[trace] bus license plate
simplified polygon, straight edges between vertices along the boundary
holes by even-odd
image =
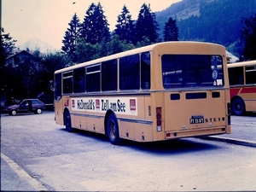
[[[203,124],[205,119],[203,116],[192,116],[189,119],[190,124]]]

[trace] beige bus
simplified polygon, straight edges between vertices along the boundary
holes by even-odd
[[[228,64],[231,112],[256,112],[256,61]]]
[[[56,124],[124,139],[230,133],[225,48],[165,42],[55,73]]]

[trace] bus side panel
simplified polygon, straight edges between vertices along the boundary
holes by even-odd
[[[225,133],[226,97],[224,90],[165,93],[166,138]]]
[[[63,99],[61,99],[59,102],[55,102],[55,123],[62,125],[64,125],[62,111],[63,106]]]
[[[164,108],[166,106],[163,105],[164,103],[164,93],[163,92],[156,92],[152,93],[152,105],[151,105],[151,113],[152,113],[152,130],[153,130],[153,135],[154,135],[154,141],[161,141],[165,140],[165,131],[164,127],[165,125],[166,125],[166,122],[163,119],[163,113],[164,113]],[[156,108],[161,108],[161,131],[157,130],[157,124],[156,124]]]
[[[150,95],[138,96],[137,101],[137,115],[119,116],[120,137],[137,142],[151,142],[153,131]]]

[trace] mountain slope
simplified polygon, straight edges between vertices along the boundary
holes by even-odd
[[[17,47],[23,50],[39,50],[41,53],[52,51],[54,49],[52,46],[39,38],[32,38]]]
[[[240,55],[241,44],[236,43],[241,38],[241,20],[253,13],[256,0],[183,0],[157,12],[156,20],[162,32],[172,16],[177,20],[179,40],[217,43]]]

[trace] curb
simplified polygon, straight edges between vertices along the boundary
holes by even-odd
[[[203,137],[201,137],[201,139],[206,139],[206,140],[220,141],[220,142],[225,142],[225,143],[237,144],[237,145],[243,145],[243,146],[256,148],[256,142],[253,142],[253,141],[227,138],[227,137],[218,137],[218,136]]]

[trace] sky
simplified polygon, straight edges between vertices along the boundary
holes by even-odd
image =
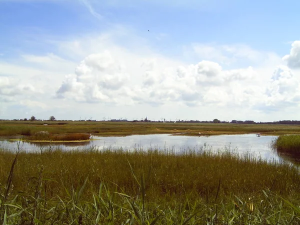
[[[300,7],[0,0],[0,119],[300,120]]]

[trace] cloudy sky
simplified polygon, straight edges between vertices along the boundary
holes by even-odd
[[[0,0],[0,118],[300,120],[300,8]]]

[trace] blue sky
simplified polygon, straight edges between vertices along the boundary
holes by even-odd
[[[298,120],[299,6],[0,0],[0,118]]]

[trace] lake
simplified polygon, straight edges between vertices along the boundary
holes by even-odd
[[[96,136],[86,142],[54,144],[22,142],[22,148],[28,152],[39,151],[50,146],[60,148],[65,150],[97,148],[133,149],[157,148],[172,150],[176,152],[186,150],[200,150],[212,148],[212,150],[230,148],[239,153],[249,152],[262,158],[276,160],[282,160],[270,146],[272,142],[277,136],[256,136],[256,134],[200,136],[178,136],[170,134],[132,135],[126,136]],[[16,149],[16,142],[0,140],[0,146],[10,150]],[[43,147],[44,146],[44,147]]]

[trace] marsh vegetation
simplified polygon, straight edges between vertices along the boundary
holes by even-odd
[[[52,134],[92,134],[99,136],[124,136],[132,134],[174,134],[198,136],[260,133],[262,135],[300,134],[298,125],[195,124],[177,122],[94,122],[0,121],[0,136],[30,136],[37,132]]]
[[[16,156],[0,151],[0,216],[8,224],[300,222],[298,169],[230,150]]]

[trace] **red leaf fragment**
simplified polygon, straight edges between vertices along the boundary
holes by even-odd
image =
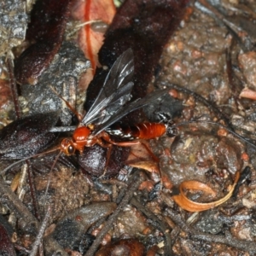
[[[98,52],[104,39],[103,32],[94,29],[93,24],[97,22],[102,26],[104,26],[104,24],[109,25],[115,12],[113,0],[79,0],[72,11],[73,18],[80,20],[81,23],[89,23],[79,31],[79,44],[86,58],[90,61],[93,73],[95,73],[96,67],[101,67]]]

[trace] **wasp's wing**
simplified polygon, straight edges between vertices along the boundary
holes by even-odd
[[[101,124],[130,99],[133,83],[134,63],[131,49],[125,51],[113,63],[96,101],[81,124]]]
[[[147,96],[142,99],[137,99],[137,101],[130,103],[129,105],[125,106],[122,109],[120,109],[120,111],[116,113],[116,114],[111,116],[108,119],[108,120],[107,120],[105,123],[102,123],[102,125],[98,125],[94,130],[93,134],[96,135],[100,133],[101,131],[104,131],[106,128],[108,128],[113,123],[117,122],[122,117],[125,116],[129,113],[153,102],[154,101],[157,100],[159,97],[166,94],[169,90],[170,90],[169,88],[155,90],[148,94]]]

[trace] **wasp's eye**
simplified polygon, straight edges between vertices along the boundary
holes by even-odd
[[[68,153],[69,154],[74,154],[74,151],[75,151],[75,148],[74,148],[73,146],[69,145],[69,146],[67,147],[67,153]]]

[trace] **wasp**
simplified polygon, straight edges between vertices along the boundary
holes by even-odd
[[[128,113],[157,100],[169,91],[168,88],[158,90],[143,98],[129,102],[131,99],[131,90],[134,85],[132,82],[133,72],[133,53],[131,49],[128,49],[115,61],[110,68],[96,99],[85,115],[80,118],[74,111],[79,119],[79,124],[77,127],[52,127],[57,120],[58,113],[55,112],[26,117],[7,125],[3,129],[2,136],[0,134],[0,139],[3,141],[3,145],[0,146],[1,159],[20,159],[23,157],[24,160],[43,154],[44,153],[37,153],[42,151],[47,146],[50,137],[45,140],[44,144],[39,143],[37,147],[34,147],[34,142],[38,140],[38,136],[42,137],[44,140],[45,136],[53,134],[53,131],[73,131],[72,137],[64,138],[60,146],[49,152],[58,149],[66,155],[72,155],[77,151],[83,153],[85,147],[98,144],[108,148],[105,163],[106,170],[113,145],[130,147],[141,144],[146,148],[149,155],[158,161],[158,158],[143,140],[161,137],[167,131],[172,130],[170,125],[164,123],[147,122],[128,126],[116,125],[113,126],[113,124]],[[72,108],[68,102],[67,104]],[[45,124],[39,121],[33,122],[35,119],[44,119]],[[33,132],[32,132],[32,129],[26,131],[26,125],[32,126]],[[167,133],[169,135],[173,131],[171,131]],[[118,137],[118,139],[113,139],[113,136]],[[7,147],[10,141],[13,142],[13,147]],[[17,142],[22,142],[19,146],[20,149],[15,146]],[[2,148],[3,148],[1,149]],[[11,166],[12,165],[6,168],[3,172]]]
[[[130,147],[143,144],[150,155],[157,160],[142,139],[161,137],[166,132],[167,125],[142,123],[109,128],[129,113],[155,101],[168,91],[167,89],[159,90],[127,104],[131,98],[131,93],[134,85],[131,82],[133,72],[133,53],[129,49],[113,63],[96,101],[80,120],[73,137],[62,140],[60,148],[64,154],[71,155],[76,151],[83,153],[84,147],[98,144],[108,148],[106,162],[108,165],[113,145]],[[116,141],[111,137],[113,135],[125,141]]]

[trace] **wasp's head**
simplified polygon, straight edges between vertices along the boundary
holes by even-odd
[[[71,138],[65,138],[61,143],[61,150],[67,155],[71,155],[75,153],[75,147]]]

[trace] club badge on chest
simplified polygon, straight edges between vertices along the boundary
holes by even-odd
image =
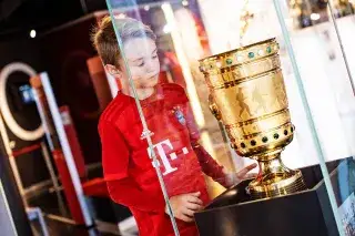
[[[182,112],[180,106],[174,106],[172,112],[175,115],[175,119],[179,121],[180,124],[182,124],[182,125],[186,124],[186,119],[185,119],[184,113]]]

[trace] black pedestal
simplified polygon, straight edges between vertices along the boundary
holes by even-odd
[[[352,158],[328,164],[337,205],[354,192]],[[307,191],[251,201],[250,181],[232,187],[195,214],[201,236],[338,236],[320,166],[301,170]]]

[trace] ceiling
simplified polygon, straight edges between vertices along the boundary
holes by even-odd
[[[32,29],[41,32],[78,19],[85,3],[105,8],[104,0],[0,0],[0,40],[29,38]]]
[[[113,8],[160,1],[110,0]],[[105,0],[0,0],[0,41],[26,39],[32,29],[40,33],[89,12],[105,9]]]

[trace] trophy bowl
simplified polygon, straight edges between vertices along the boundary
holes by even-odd
[[[275,39],[200,60],[210,89],[210,110],[225,126],[231,146],[258,162],[248,185],[252,198],[305,189],[301,171],[287,168],[281,152],[293,140],[288,101]]]

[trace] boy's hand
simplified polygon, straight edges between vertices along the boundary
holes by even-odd
[[[257,174],[248,173],[256,166],[257,164],[251,164],[242,168],[237,173],[225,173],[225,184],[226,184],[225,187],[232,187],[236,184],[240,184],[244,179],[256,177]]]
[[[184,222],[193,222],[193,214],[203,208],[203,202],[199,198],[200,195],[201,193],[197,192],[172,196],[170,205],[174,217]],[[168,206],[165,213],[169,214]]]

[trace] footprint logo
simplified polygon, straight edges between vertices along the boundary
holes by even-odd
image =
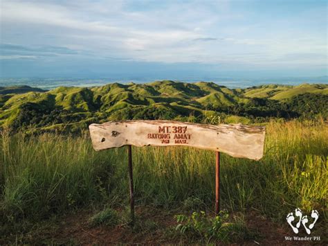
[[[309,228],[307,227],[307,224],[309,222],[309,220],[307,219],[307,216],[304,216],[302,218],[302,224],[303,224],[304,228],[305,228],[305,231],[307,231],[307,233],[309,235],[311,234],[311,231]]]
[[[309,226],[309,229],[313,228],[314,225],[316,223],[318,218],[319,218],[319,213],[318,213],[316,210],[312,210],[312,213],[311,214],[311,217],[312,217],[314,219],[314,220],[312,222],[312,224],[311,224]]]
[[[289,213],[289,214],[287,214],[286,219],[287,219],[287,223],[289,224],[291,229],[293,229],[293,231],[294,231],[294,232],[297,234],[298,233],[298,229],[297,227],[295,227],[293,225],[291,225],[291,222],[294,221],[295,220],[295,218],[293,216],[293,213]]]
[[[298,217],[299,219],[296,225],[294,227],[292,222],[295,220],[295,217]],[[286,218],[287,220],[287,223],[291,226],[291,229],[293,229],[293,231],[294,231],[294,233],[297,234],[299,231],[298,228],[300,228],[302,224],[304,228],[305,229],[307,233],[309,235],[311,234],[311,229],[314,227],[314,225],[316,225],[318,218],[319,218],[319,213],[318,213],[318,211],[316,210],[312,210],[311,217],[313,219],[313,222],[309,226],[307,226],[307,224],[309,222],[307,216],[303,216],[302,210],[298,208],[295,209],[295,217],[293,213],[289,213],[289,214],[287,214],[287,217]]]
[[[298,208],[295,209],[295,216],[300,218],[300,220],[298,220],[298,222],[296,224],[296,227],[300,228],[300,222],[302,220],[302,211]]]

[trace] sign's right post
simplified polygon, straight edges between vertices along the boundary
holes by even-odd
[[[216,152],[215,158],[215,215],[220,211],[220,152]]]

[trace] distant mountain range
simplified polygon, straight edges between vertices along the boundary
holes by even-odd
[[[268,85],[228,89],[213,82],[0,87],[0,127],[74,130],[110,120],[176,119],[263,122],[269,118],[327,117],[328,85]]]

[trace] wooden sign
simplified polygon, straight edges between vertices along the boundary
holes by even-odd
[[[258,160],[263,156],[262,126],[202,125],[170,121],[111,121],[89,126],[95,150],[133,145],[138,147],[190,146]]]

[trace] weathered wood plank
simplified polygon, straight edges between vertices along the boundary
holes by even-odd
[[[133,145],[185,146],[258,160],[263,156],[265,128],[202,125],[171,121],[111,121],[89,125],[95,150]]]

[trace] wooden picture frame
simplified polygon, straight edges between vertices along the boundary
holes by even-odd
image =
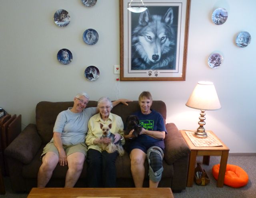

---

Write out everything from the line containing "[trace] weathered wood plank" down to the end of the records, swapping "weathered" for "worn" and changing nothing else. Leave the pictures out.

[trace] worn wood plank
simplified polygon, straight edges between vertices along the boundary
holes by even-odd
[[[133,145],[185,146],[258,160],[263,156],[265,128],[202,125],[171,121],[111,121],[89,125],[95,150]]]

[trace] wooden picture frame
simplified polygon, straight edges between vertices along the boundary
holes by even-odd
image =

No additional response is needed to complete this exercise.